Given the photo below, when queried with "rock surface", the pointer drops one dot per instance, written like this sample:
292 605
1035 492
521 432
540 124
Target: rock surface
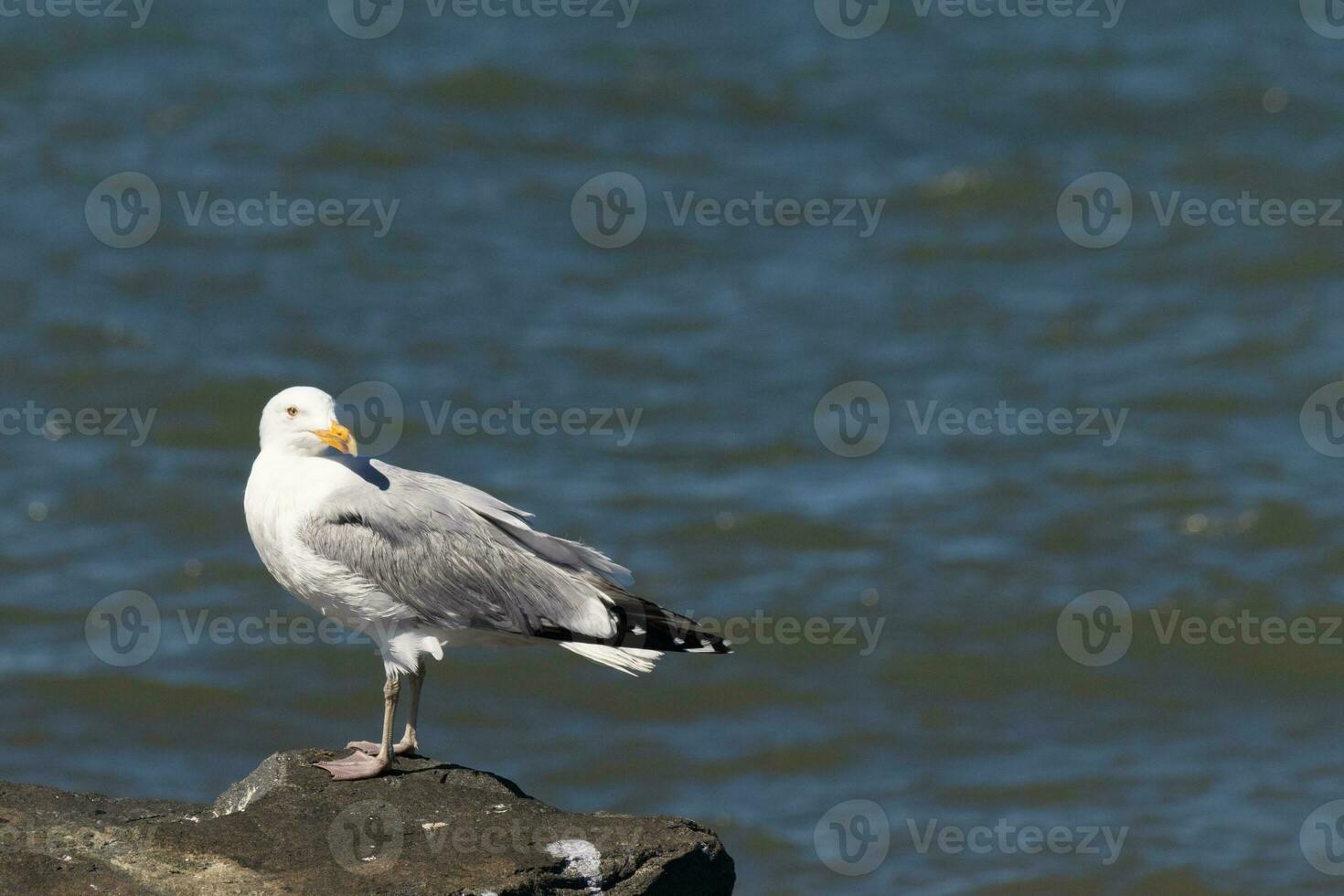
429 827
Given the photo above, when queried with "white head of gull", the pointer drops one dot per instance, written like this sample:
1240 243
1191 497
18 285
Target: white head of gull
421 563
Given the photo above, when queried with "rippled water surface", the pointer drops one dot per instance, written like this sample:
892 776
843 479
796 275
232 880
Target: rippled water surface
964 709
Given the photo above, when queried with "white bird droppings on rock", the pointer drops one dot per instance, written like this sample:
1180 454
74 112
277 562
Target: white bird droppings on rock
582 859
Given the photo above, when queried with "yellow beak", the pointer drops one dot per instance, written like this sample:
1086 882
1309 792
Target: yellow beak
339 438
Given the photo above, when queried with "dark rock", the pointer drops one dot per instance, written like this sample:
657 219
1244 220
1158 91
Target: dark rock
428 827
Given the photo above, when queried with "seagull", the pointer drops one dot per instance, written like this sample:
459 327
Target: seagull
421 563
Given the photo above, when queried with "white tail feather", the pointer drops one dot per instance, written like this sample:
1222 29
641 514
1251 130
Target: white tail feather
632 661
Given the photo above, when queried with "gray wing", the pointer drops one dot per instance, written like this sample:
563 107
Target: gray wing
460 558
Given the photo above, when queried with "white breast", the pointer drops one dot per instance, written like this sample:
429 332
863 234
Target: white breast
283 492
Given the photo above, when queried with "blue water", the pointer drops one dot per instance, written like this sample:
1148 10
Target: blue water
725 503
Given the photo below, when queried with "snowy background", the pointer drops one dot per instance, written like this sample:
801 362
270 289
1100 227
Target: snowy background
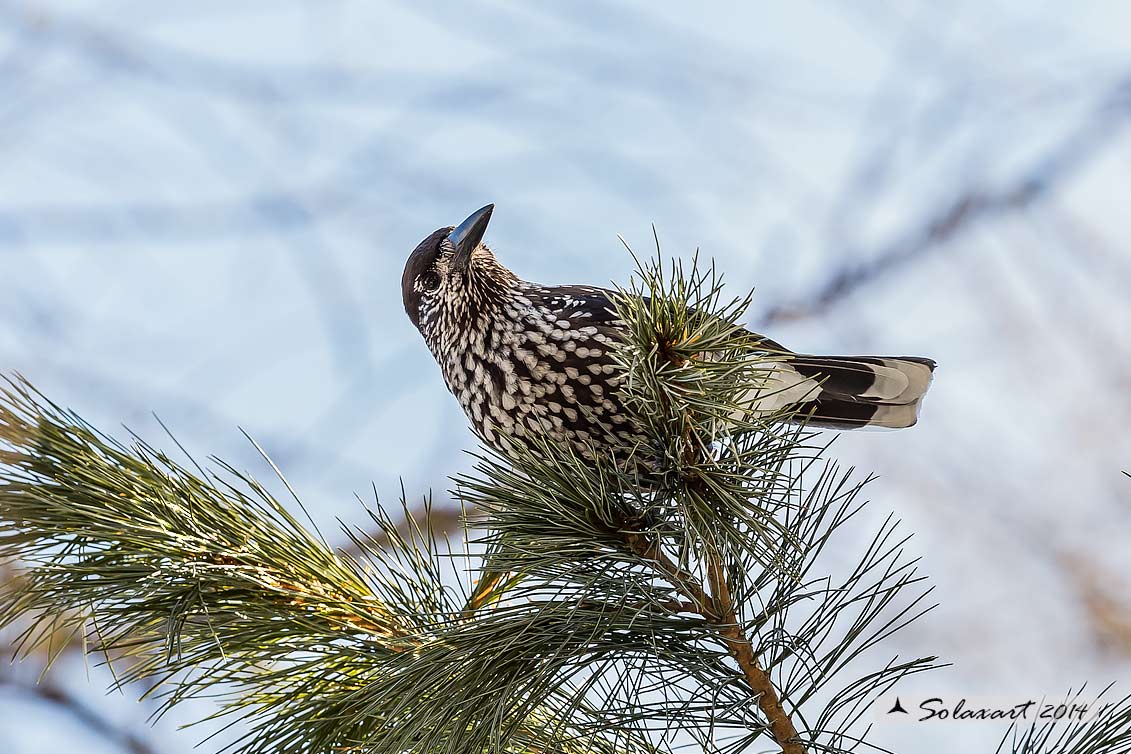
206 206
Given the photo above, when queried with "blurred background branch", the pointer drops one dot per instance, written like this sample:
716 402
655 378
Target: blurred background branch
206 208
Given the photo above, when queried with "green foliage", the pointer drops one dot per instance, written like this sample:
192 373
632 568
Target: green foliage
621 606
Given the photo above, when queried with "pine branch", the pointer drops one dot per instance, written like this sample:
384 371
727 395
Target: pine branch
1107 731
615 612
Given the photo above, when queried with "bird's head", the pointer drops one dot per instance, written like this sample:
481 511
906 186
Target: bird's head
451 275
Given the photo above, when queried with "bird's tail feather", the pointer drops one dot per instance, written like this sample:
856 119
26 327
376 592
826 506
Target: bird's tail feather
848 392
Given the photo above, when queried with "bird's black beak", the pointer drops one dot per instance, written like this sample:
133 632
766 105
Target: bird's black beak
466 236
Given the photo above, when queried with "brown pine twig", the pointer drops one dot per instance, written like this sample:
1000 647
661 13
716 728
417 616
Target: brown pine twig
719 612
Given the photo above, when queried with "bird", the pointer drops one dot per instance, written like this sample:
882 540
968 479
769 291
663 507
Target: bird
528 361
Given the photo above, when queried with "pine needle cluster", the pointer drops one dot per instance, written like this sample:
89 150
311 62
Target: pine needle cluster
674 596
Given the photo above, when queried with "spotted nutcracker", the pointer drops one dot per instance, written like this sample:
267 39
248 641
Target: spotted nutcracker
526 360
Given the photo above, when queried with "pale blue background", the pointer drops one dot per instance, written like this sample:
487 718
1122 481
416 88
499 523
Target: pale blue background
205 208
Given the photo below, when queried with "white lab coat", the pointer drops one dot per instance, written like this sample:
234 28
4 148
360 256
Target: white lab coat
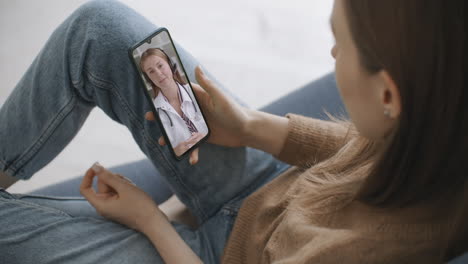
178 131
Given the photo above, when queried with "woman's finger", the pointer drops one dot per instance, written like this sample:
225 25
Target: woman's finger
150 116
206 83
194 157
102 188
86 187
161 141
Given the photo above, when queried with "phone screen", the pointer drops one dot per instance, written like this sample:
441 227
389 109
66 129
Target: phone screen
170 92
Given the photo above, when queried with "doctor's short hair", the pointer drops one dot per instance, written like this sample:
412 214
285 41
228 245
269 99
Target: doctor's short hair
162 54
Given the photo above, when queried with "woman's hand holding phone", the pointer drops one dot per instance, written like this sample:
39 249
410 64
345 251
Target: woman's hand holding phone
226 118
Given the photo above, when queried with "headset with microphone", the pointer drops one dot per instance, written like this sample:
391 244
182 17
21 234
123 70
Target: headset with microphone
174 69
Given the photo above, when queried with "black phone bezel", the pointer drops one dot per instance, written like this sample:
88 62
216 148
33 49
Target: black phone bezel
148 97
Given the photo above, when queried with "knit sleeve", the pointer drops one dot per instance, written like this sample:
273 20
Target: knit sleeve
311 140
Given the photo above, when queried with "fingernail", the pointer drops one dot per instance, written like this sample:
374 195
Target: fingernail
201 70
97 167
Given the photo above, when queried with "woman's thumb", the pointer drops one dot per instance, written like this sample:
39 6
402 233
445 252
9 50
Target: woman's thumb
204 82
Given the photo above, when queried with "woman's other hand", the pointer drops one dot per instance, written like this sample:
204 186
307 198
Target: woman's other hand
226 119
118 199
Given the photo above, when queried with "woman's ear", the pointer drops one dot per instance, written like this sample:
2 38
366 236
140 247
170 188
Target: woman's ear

# Your assignment:
If a line in the material contains the word "below", copy that line.

# Written solution:
Given the photo below, when queried with "rock surface", the pointer drops one dot per instance, written like this sample:
Given the photo below, when queried with "snowy background", the pointer drops one dot per instance, written like this sample:
Given the photo below, when queried with "white lab coat", the pointer drops one dot per instance, written like this sample:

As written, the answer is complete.